[Point localization data]
————

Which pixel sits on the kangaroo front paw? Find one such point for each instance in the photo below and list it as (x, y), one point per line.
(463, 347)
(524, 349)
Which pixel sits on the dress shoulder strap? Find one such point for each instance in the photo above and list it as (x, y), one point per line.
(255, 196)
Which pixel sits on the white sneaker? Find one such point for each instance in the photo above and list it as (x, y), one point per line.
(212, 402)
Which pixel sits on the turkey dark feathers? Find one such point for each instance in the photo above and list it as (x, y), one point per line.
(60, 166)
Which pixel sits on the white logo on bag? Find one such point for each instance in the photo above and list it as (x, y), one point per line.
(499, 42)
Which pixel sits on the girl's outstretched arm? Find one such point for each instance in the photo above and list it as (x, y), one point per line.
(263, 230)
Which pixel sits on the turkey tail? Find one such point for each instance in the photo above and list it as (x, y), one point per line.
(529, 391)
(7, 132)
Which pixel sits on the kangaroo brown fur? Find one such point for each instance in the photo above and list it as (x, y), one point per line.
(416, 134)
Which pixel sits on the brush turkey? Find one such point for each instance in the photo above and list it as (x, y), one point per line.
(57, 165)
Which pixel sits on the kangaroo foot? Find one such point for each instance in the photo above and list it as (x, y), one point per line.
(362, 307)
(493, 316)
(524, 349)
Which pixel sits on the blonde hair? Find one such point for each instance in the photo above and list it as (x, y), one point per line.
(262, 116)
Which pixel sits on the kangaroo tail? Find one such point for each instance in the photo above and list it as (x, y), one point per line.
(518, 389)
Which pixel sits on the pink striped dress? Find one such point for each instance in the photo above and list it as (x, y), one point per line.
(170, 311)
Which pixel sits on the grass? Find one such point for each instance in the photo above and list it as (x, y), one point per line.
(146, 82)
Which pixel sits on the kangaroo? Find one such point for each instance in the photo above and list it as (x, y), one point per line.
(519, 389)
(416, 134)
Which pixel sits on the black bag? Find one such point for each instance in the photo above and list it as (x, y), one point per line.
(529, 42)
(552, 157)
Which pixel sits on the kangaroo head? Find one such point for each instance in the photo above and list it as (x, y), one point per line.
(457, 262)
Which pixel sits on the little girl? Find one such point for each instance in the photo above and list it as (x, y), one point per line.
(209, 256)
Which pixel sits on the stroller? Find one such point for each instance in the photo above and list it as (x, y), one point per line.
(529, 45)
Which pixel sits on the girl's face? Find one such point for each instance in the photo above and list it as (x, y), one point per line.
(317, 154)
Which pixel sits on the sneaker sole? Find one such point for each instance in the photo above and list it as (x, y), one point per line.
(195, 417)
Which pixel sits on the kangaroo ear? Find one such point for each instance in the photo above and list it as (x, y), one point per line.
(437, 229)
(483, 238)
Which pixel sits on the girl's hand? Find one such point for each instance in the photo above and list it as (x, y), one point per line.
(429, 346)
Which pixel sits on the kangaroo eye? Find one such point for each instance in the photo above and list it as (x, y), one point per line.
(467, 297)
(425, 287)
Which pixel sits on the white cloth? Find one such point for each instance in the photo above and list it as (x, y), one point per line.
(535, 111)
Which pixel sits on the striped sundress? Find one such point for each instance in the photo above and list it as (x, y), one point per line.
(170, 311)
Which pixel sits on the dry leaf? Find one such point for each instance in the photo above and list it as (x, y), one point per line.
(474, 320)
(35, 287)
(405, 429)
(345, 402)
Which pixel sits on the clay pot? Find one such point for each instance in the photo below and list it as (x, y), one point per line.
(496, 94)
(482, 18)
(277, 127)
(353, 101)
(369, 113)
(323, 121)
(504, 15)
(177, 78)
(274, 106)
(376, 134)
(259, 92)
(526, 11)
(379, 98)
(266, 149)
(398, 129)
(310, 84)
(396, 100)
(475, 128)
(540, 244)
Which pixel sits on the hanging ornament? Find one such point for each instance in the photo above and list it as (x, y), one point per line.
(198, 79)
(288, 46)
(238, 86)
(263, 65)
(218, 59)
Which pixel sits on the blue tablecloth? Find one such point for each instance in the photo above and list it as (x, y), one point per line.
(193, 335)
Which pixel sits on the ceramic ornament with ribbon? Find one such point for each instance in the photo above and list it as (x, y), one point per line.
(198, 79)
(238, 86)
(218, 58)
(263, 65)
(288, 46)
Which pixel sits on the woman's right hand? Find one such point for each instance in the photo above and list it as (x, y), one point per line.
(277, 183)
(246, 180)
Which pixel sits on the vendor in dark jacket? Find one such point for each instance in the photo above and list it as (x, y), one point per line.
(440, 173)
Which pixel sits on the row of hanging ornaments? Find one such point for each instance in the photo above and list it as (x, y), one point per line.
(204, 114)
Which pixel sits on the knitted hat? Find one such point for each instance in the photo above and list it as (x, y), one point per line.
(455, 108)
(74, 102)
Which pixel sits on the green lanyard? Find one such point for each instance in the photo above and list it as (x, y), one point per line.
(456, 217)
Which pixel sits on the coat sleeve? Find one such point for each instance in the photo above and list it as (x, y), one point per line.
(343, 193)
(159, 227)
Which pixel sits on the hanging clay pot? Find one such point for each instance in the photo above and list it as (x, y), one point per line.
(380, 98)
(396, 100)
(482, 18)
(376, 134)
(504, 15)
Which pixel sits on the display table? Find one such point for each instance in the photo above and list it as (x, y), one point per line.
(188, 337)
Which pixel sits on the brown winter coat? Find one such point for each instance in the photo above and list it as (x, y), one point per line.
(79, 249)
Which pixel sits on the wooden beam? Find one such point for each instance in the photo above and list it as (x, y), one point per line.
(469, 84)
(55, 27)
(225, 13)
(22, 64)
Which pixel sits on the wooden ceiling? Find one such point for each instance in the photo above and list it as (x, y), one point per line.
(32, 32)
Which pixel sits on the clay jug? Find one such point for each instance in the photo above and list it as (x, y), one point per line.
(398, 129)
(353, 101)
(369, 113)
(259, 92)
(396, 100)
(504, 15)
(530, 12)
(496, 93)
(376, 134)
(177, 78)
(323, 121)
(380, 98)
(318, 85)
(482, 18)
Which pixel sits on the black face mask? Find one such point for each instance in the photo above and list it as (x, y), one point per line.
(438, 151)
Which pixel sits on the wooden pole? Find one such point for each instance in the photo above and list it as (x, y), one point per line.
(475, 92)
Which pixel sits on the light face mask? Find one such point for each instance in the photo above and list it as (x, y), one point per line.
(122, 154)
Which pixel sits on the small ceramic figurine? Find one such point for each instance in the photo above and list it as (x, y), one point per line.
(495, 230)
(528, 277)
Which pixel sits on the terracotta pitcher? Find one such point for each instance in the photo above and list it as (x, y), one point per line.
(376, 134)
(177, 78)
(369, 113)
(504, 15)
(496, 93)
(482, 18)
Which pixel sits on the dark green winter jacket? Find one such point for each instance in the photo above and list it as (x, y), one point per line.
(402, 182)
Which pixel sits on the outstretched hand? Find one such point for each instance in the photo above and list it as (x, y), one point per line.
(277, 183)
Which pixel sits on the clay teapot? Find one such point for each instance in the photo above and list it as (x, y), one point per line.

————

## WORK TO BE COMPLETED
Could you reproduce the data above exactly as given?

## WORKED SOLUTION
Which pixel sits on the kangaroo front paw? Find one such point for each instance in the photo below and list it as (x, y), one point per line.
(463, 347)
(524, 349)
Which pixel sits on the dress shoulder strap? Find one such point for each instance in the photo above and list it as (x, y), one point per line.
(255, 196)
Which pixel sits on the white sneaker? Find one such point for each instance in the photo above and list it as (x, y), one point per line.
(212, 402)
Which pixel sits on the turkey dark feathers? Find one such point for each instance in the photo above and list it as (x, y), one point per line.
(60, 166)
Which pixel sits on the white logo on bag? Find one such point for each instance in the photo above and list it as (x, y), one point per line.
(499, 42)
Which pixel sits on the girl's outstretched arm? Find one such point for each instance in the photo above and list it as (x, y), one point per line.
(263, 230)
Which pixel sits on the turkey tail? Find one such point for each instance in the photo above and list it as (x, y), one point per line.
(529, 391)
(7, 132)
Which pixel sits on the kangaroo brown fur? Find one such point for each instance in the photo above and list it as (x, y), one point per line.
(416, 134)
Which pixel sits on the brush turkey? Find one such point for each instance in the photo above and list it as (x, y), one point per line.
(57, 165)
Which pixel sits on the kangaroo foot? Find one such point for each instance in the photo above and list it as (x, y), one point per line.
(362, 307)
(493, 316)
(524, 349)
Which pixel sits on the blonde hair? Find one such point for each instance in the photo above and list it as (x, y), one point per line.
(262, 116)
Which pixel sits on the kangaroo tail? Find one such point for each instance in the photo above and list it as (x, y), one point per line.
(518, 389)
Which pixel sits on the pink striped dress? Find one such point for each instance in the photo above and list it as (x, y), one point per line.
(170, 311)
Which pixel sits on the grass? Find one such point for each instance in the photo above and list it as (x, y), one point per line.
(146, 82)
Which pixel sits on the kangaroo? Find one such point for each instance in the photo above and list it as (x, y), one point per line.
(519, 389)
(416, 134)
Which pixel sits on the black bag? Find one such point for each instance in the photo above and list it as (x, y), one point per line.
(529, 42)
(552, 157)
Which pixel sits on the kangaroo head? Find one such point for each instance in the photo above and list it as (x, y), one point per line.
(457, 262)
Which pixel sits on the little girl? Find one such point for each instance in the photo above and list it as (x, y), one point per line.
(209, 256)
Which pixel sits on the stroller? Find one such point for each instance in the photo above and list it as (x, y), one point per line.
(529, 45)
Which pixel sits on the girl's face? Find one such point for each instance in the photo above and list it as (x, y), one point per line.
(317, 154)
Which pixel sits on the sneaker sole? Find one such point for each instance in the photo above and list it as (x, y), one point per line.
(195, 417)
Which pixel sits on the kangaroo ear? Find one such point for each instance in the photo above and list it as (x, y), one point per line.
(437, 229)
(483, 238)
Which pixel sits on the girl's hand? Find one such point for each instance in the photo above and list it as (x, y), one point per line.
(429, 346)
Which pixel sits on the kangaroo eye? Find one such point for each instance in the photo above and list it as (x, y), one point per line.
(467, 297)
(425, 287)
Which pixel sits on the white cloth? Find one such point for each instance in the photo above and list it as (x, y), one point per line.
(535, 111)
Which pixel sits on the striped sundress? Find one such point for each instance in the photo above and list it as (x, y), one point per line.
(170, 311)
Which pixel sits on the dry leaf? Find one such point for each instance in the photo above and list it as (x, y), one point per line.
(474, 320)
(35, 287)
(405, 429)
(345, 402)
Which pixel sits on the clay pot? Find one such point for each instance in the photo below and list it as (x, y), one point per line.
(496, 94)
(482, 18)
(277, 127)
(353, 101)
(369, 113)
(323, 121)
(504, 15)
(177, 78)
(274, 106)
(376, 134)
(259, 92)
(526, 11)
(379, 98)
(266, 149)
(398, 129)
(310, 84)
(396, 100)
(475, 128)
(540, 244)
Which pixel sits on the hanging ornament? Find one such point for each instance in the photo above and list it as (x, y), one point per line.
(198, 79)
(288, 46)
(238, 86)
(263, 65)
(218, 59)
Which pixel sits on the blue tablecloth? Find one such point for each instance in the photo above and list it as (x, y), one point per line.
(193, 335)
Which pixel sits on the ceramic ornament with ribbon? Find one such point for each instance in the photo above and list it as (x, y), one point per line.
(198, 79)
(238, 86)
(218, 58)
(263, 65)
(288, 46)
Which pixel sits on the woman's right hand? Find one such point for each instance in the photo above and list it as (x, y), one point per line.
(277, 183)
(246, 180)
Which pixel sits on the vendor in dark jacket? Find one such point for each instance in the photo above and list it as (x, y), one point per line.
(440, 173)
Which pixel sits on the row of hanging ornaments? Find one such point for each instance in the photo above and list it as (x, y), one point per line.
(204, 114)
Which pixel sits on the knitted hat? Find one such point for each instance in the photo above and list it as (x, y), one point per line.
(455, 108)
(74, 102)
Which pixel sits on the green lanyard? Find one such point for each instance in the photo above and list it as (x, y), one point per line.
(456, 217)
Which pixel sits on the coat sleeve? Find one such point for each instance in the photo above and list it as (x, y), one point per line.
(343, 193)
(159, 227)
Which pixel sits on the hanging clay pot? Find one such point for each instance in the photo above and list it as (x, y), one point per line.
(380, 98)
(396, 100)
(482, 18)
(376, 134)
(504, 15)
Which pixel sits on the display table? Find one such point for each instance in the photo above and list it as (x, y), one point per line.
(188, 337)
Which pixel sits on the brown winter coat? Find one such point for each instance in the photo above and list it as (x, y), one point per line.
(79, 249)
Which pixel sits on the wooden beam? Find one such point for each instance in the photo above and list it as (x, y), one point per line.
(469, 84)
(55, 27)
(225, 13)
(22, 64)
Which pixel sits on the wooden ceiling? Find one such point for each instance in the photo above and list it as (x, y), one point per line.
(32, 32)
Which pixel sits on the clay jug? Find one such point for each instance in the photo above and list it as (x, y), one point per line.
(398, 129)
(353, 101)
(369, 113)
(259, 92)
(396, 100)
(504, 15)
(530, 12)
(496, 93)
(376, 134)
(177, 78)
(323, 121)
(380, 98)
(318, 85)
(482, 18)
Which pixel sits on the black face mask? Find one such point for each instance in the photo above and list it as (x, y), one point per line.
(438, 151)
Which pixel sits on the wooden pole? Find one such point for each instance in the photo above and list it as (x, y), one point per line.
(475, 92)
Which pixel sits on the light face mask? Find one such point for each instance in the photo above and list it as (x, y), one point per line.
(122, 154)
Which pixel sits on the small ceramic figurine? Find one such point for each instance in the photo above and list it as (x, y), one point per line.
(495, 230)
(528, 277)
Which pixel sits on the terracotta pitcher? Find one such point for each instance in the photo above and list it as (x, y), one point per line.
(376, 134)
(177, 78)
(369, 113)
(504, 15)
(496, 93)
(482, 18)
Which pixel sits on the dark green winter jacket? Find one such point for each instance in the photo above and list it as (x, y), one point per line.
(402, 182)
Which pixel sits on the outstretched hand? Find one such point for each instance in the photo above and list it as (x, y), one point per line.
(277, 183)
Which pixel sits on the clay teapot? Find one such point for each instance in the photo above and list it as (x, y), one point per line.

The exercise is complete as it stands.